WHAT IS BEING ASKED -> Rewrite the listing below, swapping "thin brown stick" for "slender brown twig" and leaving everything else as it is.

TASK INPUTS ->
_ _ _
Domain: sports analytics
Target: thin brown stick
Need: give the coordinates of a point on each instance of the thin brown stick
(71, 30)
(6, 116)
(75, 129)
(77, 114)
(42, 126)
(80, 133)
_ _ _
FULL RESPONSE ->
Domain: sports analytics
Target: slender brown twig
Need: give the coordinates of a point on each instance of the slender brown twig
(71, 30)
(6, 116)
(75, 129)
(77, 114)
(42, 126)
(80, 133)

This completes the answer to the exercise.